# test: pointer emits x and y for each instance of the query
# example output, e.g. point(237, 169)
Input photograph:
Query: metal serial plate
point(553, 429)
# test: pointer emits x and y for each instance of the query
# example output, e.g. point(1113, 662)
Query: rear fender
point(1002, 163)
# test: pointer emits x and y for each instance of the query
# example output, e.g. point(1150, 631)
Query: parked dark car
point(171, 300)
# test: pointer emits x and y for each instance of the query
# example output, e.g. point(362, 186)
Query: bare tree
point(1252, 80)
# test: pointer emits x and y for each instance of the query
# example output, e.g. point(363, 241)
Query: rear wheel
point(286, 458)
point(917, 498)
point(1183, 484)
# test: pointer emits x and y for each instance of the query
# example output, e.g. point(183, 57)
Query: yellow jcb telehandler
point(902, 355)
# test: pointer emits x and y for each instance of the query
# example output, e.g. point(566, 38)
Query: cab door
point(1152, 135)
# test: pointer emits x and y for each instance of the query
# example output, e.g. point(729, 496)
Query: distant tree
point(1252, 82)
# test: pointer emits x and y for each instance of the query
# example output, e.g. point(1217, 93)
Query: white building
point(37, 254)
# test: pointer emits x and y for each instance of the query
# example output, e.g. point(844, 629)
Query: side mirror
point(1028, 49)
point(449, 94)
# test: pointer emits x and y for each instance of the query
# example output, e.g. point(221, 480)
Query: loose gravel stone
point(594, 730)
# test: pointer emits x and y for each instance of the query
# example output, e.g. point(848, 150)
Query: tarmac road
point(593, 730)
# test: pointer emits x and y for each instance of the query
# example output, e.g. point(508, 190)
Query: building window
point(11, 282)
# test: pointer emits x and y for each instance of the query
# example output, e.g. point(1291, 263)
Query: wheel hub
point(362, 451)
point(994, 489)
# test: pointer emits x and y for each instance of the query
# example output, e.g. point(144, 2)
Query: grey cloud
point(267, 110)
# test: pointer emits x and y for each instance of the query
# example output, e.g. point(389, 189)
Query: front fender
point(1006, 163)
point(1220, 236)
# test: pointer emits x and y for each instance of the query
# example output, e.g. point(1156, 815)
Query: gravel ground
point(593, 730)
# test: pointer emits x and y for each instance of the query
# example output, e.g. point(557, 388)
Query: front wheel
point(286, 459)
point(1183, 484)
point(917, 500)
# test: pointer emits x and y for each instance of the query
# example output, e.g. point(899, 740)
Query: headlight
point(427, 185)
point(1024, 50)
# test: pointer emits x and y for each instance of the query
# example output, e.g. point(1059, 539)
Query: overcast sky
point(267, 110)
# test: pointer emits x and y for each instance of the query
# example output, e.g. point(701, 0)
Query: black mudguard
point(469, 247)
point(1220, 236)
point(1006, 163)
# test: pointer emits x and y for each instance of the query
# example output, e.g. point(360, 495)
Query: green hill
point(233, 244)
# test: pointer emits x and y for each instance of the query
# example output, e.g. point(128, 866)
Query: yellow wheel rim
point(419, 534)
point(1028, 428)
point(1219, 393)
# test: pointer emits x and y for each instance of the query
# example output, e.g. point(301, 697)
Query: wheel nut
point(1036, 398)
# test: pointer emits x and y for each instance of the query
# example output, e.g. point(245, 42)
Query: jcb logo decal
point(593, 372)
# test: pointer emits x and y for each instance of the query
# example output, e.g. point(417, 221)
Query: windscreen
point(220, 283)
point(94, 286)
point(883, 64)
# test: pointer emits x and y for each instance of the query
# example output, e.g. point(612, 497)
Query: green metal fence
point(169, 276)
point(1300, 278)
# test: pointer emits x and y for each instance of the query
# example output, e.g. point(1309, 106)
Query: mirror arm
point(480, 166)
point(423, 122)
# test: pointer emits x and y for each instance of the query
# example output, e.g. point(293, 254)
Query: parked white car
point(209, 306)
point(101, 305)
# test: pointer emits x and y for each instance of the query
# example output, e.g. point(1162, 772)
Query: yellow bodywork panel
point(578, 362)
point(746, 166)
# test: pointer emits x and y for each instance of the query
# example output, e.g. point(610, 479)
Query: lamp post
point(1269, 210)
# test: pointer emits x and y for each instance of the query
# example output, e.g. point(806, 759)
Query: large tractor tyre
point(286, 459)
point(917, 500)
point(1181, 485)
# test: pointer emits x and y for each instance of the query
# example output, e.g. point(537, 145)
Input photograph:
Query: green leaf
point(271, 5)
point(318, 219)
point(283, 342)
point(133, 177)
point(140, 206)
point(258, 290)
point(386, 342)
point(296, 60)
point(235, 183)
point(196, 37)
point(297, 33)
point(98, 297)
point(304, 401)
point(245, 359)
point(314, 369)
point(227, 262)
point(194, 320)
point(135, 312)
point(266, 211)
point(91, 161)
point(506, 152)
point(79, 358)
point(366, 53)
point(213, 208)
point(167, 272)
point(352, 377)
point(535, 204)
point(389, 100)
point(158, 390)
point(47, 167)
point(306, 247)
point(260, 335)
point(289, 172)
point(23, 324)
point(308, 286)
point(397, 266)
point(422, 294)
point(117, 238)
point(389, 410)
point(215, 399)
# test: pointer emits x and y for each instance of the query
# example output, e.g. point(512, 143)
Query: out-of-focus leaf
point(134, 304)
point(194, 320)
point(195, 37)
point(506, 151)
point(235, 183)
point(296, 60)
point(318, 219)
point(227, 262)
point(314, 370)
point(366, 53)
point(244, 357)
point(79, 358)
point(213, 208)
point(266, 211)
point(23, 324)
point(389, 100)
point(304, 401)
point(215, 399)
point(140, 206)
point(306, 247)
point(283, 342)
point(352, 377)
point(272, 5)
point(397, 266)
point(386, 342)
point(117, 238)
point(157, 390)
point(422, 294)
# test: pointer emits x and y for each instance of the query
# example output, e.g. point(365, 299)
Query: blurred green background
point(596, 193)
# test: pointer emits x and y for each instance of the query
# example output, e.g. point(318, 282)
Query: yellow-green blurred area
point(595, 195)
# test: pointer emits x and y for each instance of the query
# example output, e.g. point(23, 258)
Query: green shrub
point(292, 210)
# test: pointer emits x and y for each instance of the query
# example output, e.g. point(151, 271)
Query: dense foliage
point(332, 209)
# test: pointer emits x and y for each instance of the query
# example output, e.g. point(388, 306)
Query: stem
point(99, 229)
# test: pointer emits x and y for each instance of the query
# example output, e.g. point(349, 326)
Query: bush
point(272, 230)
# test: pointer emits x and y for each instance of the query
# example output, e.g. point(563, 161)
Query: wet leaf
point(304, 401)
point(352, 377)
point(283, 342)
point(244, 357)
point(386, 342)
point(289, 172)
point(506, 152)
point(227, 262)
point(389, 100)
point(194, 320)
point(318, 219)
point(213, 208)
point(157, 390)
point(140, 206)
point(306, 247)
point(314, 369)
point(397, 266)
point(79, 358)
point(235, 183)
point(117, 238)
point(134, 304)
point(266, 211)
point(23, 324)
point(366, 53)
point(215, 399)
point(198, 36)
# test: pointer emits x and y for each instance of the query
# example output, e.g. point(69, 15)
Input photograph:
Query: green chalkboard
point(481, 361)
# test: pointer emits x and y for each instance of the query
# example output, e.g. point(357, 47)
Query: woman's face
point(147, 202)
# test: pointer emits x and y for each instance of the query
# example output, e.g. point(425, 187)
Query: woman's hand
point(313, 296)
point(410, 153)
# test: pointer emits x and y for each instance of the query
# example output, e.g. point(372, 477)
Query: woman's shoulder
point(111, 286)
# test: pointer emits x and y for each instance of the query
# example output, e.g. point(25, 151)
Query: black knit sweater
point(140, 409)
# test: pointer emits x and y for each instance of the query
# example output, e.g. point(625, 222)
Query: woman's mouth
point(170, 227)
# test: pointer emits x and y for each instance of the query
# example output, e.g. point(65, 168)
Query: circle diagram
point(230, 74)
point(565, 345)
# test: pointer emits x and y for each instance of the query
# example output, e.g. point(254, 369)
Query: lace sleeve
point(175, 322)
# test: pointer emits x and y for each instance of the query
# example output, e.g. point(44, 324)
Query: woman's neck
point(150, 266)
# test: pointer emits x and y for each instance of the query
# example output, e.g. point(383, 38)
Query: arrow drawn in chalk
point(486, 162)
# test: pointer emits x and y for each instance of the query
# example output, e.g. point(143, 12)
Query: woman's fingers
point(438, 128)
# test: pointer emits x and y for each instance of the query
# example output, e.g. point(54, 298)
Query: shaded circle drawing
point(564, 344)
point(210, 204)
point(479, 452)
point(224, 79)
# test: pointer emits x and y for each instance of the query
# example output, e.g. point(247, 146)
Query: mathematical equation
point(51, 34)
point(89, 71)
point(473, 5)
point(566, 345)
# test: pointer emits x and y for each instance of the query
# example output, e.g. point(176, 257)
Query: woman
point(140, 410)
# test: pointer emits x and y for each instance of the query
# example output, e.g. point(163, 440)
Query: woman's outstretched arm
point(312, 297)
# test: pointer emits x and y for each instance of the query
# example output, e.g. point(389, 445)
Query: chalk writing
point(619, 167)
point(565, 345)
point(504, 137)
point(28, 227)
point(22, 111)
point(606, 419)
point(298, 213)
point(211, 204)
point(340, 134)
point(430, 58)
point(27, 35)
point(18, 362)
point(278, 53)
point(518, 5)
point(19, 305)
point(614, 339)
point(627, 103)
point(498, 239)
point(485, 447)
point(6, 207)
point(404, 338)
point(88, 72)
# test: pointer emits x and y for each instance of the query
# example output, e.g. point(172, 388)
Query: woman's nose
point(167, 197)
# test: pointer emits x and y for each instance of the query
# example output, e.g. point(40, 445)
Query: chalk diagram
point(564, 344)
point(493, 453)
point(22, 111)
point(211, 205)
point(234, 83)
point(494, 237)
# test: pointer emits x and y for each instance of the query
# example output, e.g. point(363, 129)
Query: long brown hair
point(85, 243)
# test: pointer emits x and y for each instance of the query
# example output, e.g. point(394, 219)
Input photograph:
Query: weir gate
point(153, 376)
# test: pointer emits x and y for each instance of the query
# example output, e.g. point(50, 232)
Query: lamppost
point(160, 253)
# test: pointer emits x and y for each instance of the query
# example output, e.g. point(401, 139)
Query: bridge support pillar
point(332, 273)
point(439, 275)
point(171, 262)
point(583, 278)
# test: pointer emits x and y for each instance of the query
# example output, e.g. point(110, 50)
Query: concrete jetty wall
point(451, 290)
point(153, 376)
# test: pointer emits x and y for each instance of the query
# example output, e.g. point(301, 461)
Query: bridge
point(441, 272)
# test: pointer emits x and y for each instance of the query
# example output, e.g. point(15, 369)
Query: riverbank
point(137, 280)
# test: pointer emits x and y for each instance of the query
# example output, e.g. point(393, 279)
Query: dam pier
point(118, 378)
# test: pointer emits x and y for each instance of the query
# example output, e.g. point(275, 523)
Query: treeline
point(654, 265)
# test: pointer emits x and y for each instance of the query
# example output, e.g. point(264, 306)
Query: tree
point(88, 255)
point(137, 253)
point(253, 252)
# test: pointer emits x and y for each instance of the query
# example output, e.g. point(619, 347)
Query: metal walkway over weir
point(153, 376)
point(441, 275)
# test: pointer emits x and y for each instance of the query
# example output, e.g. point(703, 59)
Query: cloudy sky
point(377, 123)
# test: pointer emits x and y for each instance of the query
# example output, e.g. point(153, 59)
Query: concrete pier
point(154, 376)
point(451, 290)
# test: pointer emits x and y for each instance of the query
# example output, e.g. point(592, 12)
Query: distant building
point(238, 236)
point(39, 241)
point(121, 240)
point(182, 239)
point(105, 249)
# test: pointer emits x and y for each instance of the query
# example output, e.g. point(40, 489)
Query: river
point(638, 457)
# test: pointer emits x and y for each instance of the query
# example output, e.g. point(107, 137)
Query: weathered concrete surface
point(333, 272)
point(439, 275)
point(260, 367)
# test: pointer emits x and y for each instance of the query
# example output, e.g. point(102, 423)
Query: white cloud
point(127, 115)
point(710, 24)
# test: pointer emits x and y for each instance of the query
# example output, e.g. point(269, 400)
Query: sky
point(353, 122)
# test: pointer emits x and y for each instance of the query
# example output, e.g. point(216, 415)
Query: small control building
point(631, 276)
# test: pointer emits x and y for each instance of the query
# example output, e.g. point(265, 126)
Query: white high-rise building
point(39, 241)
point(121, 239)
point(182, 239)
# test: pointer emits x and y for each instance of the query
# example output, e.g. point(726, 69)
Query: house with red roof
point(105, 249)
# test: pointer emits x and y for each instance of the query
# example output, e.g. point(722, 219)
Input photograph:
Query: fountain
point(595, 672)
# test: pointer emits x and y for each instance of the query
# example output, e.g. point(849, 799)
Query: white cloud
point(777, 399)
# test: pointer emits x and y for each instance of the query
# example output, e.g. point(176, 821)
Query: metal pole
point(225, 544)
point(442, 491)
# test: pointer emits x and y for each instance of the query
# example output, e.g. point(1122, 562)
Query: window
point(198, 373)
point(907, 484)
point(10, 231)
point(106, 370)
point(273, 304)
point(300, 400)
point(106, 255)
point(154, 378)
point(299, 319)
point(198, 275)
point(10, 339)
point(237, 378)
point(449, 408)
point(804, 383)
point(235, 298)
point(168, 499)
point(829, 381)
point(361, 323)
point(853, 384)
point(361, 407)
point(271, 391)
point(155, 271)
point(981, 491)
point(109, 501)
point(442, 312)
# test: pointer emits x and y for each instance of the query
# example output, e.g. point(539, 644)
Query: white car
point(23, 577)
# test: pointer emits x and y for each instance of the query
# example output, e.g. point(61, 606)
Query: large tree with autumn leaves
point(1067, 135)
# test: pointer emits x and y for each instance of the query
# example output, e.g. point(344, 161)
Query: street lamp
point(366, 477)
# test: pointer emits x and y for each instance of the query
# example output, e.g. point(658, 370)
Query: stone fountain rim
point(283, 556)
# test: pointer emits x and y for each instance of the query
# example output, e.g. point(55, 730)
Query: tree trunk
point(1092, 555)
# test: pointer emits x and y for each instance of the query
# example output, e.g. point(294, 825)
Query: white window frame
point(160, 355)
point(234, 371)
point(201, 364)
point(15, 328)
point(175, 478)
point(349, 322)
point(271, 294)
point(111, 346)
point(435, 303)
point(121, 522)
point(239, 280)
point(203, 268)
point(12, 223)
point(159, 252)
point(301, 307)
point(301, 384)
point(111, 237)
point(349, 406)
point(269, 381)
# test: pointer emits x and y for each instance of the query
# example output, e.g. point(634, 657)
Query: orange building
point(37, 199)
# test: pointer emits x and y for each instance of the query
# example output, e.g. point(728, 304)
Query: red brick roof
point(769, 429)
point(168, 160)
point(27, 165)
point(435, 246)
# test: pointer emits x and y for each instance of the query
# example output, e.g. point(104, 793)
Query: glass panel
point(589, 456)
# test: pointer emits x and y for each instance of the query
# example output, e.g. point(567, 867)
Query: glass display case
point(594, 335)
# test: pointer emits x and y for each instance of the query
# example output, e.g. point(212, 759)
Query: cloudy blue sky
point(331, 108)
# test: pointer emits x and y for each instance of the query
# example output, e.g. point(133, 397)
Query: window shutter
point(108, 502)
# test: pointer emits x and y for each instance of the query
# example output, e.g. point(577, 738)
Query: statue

→ 해야 할 작업: 위 항목에서 단어 "distant"가 들어 있는 줄을 모두 나열하세요. 대소문자를 구분합니다.

→ 작업 결과:
Query: distant tree
Query: distant building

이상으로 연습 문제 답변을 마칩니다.